_TEXTE PROPOSÉ_.

—————

L’ancien français (IXe – XIIIe siècle)
La dislocation de l’Empire de Charlemagne entraîna un grand nombre de conséquences qui eurent des incidences sur la langue: règne de la féodalité, qui morcela l’autorité royale; invasion des Normands en Angleterre, en France et en Italie; ère des croisades, qui fit découvrir l’Orient; toute-puissance de l’Eglise de Rome, qui assujettit le monde chrétien. En même temps, deux grandes puissances firent leur entrée: l’islam turc, qui arrêta l’essor des Arabes, et l’expansion mongole dans toute l’Asie, fermée alors aux contacts internationaux. Dans ce monde l’information était rare, les communications difficiles et les échanges limités. C’est dans ce cadre peu favorable que naquit la langue française.

—————

_DOCUMENTS EXTRAITS_.
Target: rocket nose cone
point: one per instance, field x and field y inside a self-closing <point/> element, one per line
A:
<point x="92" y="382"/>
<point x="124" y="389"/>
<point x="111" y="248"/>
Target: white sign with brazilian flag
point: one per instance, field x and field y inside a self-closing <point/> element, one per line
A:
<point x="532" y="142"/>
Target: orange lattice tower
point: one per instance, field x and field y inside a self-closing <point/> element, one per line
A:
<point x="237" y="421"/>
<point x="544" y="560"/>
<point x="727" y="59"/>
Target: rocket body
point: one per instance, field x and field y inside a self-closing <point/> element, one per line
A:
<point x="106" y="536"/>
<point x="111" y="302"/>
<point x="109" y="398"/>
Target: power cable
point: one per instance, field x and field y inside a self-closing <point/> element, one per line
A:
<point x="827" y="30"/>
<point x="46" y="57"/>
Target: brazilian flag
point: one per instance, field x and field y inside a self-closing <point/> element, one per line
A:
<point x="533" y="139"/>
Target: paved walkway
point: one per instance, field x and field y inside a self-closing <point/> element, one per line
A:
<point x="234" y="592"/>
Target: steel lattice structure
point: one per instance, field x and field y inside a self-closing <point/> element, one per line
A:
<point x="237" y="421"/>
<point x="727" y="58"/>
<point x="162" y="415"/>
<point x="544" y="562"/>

—————

_CONSIGNES_.
a – Selon le texte sur l’ancien français, qu’est-ce que l’ère des croisades fit découvrir ?
b – Pouvez-vous résumer le texte sur l’ancien français en deux phrases ?
c – Pouvez-vous poursuivre le texte sur l’ancien français à partir de sa dernière phrase ?

_CORRIGÉS_.
a – L’Orient.

b – La dislocation de l’Empire de Charlemagne entraîna des conséquences qui eurent des incidences sur la langue : féodalité, invasions normandes, croisades et toute-puissance de l’Église de Rome. La langue française naquit dans ce cadre peu favorable, où l’information était rare, les communications difficiles et les échanges limités.

c –
Au Xe siècle, le français, que l’on associe souvent au francien, n’occupait encore qu’une base territoriale étroite parmi les langues d’oïl: il n’était parlé que dans les régions de Paris et d’Orléans, par les couches supérieures de la population. Les rois de France, pour leur part, parlaient encore le francique (une langue germanique). Les langues d’oc du Sud correspondaient à la partie de la Gaule la plus profondément romanisée, qui n’a pas fait partie du domaine des Francs. Quant aux langues francoprovençales, elles correspondaient plus ou moins à des anciennes possessions des Burgondes, puis de l’empereur du Saint Empire romain germanique. A cette époque, les gens du peuple étaient tous unilingues et parlaient l’un ou l’autre des 600 ou 700 dialectes en usage en France et hors de France. Seuls les lettres écrivaient en latin d’Eglise et communiquaient entre eux par cette langue.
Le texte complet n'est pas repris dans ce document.